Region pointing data
-.-.-

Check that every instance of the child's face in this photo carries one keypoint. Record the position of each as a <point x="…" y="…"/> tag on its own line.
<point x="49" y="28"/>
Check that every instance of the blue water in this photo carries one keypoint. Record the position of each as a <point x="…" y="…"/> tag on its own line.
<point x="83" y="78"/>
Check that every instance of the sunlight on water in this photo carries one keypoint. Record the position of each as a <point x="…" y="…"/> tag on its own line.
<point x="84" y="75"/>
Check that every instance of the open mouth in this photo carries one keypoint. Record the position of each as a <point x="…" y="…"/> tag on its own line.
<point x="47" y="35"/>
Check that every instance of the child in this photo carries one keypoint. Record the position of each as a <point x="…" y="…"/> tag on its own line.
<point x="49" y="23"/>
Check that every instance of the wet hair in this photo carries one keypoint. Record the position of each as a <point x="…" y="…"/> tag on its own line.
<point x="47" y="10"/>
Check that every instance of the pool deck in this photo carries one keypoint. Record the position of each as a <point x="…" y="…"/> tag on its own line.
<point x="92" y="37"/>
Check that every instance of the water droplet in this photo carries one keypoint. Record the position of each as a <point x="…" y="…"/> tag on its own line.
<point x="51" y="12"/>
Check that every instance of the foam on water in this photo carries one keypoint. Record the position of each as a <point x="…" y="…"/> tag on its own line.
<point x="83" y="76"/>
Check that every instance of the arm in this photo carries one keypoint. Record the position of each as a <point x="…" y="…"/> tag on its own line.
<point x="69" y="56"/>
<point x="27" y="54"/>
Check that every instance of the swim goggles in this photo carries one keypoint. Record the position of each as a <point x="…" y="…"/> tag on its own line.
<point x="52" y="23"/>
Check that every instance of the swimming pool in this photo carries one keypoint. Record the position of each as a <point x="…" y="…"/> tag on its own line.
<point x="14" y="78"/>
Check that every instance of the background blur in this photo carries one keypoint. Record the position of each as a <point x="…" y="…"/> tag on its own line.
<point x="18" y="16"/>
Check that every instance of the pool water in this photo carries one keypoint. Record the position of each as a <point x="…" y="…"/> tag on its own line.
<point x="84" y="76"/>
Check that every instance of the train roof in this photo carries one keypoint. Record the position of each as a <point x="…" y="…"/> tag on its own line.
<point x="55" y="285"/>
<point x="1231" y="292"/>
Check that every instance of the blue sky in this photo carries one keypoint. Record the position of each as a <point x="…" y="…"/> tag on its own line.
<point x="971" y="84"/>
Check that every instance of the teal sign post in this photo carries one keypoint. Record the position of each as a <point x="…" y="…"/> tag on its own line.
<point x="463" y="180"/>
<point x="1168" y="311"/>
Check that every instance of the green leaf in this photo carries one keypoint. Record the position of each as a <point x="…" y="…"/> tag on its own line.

-.-.-

■ **Your instructions**
The answer must be the data above, repeated exactly as it stands.

■ **Result of this task**
Check that every instance of the child's face in this photo carries one keypoint. Record the position of each as a <point x="…" y="…"/> tag on its own line.
<point x="49" y="28"/>
Check that every instance of the blue water in this photo carries one keypoint. Record the position of each as a <point x="…" y="…"/> tag on its own line.
<point x="83" y="78"/>
Check that every instance of the sunlight on water in this photo carries one keypoint. Record the position of each as a <point x="…" y="…"/> tag on its own line.
<point x="84" y="75"/>
Check that every instance of the open mouth in this photo carries one keypoint. Record the position of each as a <point x="…" y="…"/> tag on its own line.
<point x="47" y="35"/>
Check that every instance of the child in this photo carries one keypoint. Record the position of each as a <point x="…" y="…"/> tag on its own line.
<point x="49" y="23"/>
Check that every instance of the wet hair in this photo carries one keypoint. Record the position of each as a <point x="…" y="…"/> tag on its own line.
<point x="47" y="10"/>
Check that every instance of the pool deck in this photo carries one keypoint. Record the position of each as a <point x="…" y="…"/> tag on its own line.
<point x="92" y="37"/>
Check that every instance of the water droplet in this photo carries one keypoint. Record the position of each as a <point x="…" y="…"/> tag on its own line.
<point x="51" y="12"/>
Check that every instance of the foam on water in this photo carries one keypoint. Record the position of each as a <point x="…" y="…"/> tag on its own line.
<point x="83" y="76"/>
Check that every instance of the arm in this photo carries one keypoint. Record the position of each as a <point x="…" y="…"/> tag on its own line.
<point x="69" y="56"/>
<point x="27" y="54"/>
Check that every instance of the swim goggles in this photo carries one keypoint. Record the position of each as a <point x="…" y="…"/> tag on its own line.
<point x="52" y="23"/>
Check that every instance of the swimming pool in this photo carries one keypoint. Record the position of each as a <point x="…" y="…"/> tag on its own line.
<point x="14" y="78"/>
Check that every instance of the background blur in this photo carries one keypoint. Record the position of each as a <point x="…" y="…"/> tag on its own line.
<point x="18" y="16"/>
Check that every instance of the pool water in this photo carries one keypoint. Record the position of each as a <point x="…" y="…"/> tag on its own line.
<point x="84" y="76"/>
Check that every instance of the train roof in this photo carries one keypoint. Record the position of each as a <point x="…" y="…"/> tag on its own line.
<point x="55" y="285"/>
<point x="1231" y="292"/>
Check that every instance of the blue sky in this photo carries one keypoint. Record the position of each as a <point x="…" y="…"/> tag on its own line.
<point x="971" y="84"/>
Check that every instance of the teal sign post in this photo carries one keypoint. Record the position of each as a <point x="…" y="…"/> tag on its own line.
<point x="463" y="180"/>
<point x="1168" y="311"/>
Check that every instance of the green leaf in this photo carries one keypoint. Record the position of each as a <point x="…" y="…"/> tag on its own line.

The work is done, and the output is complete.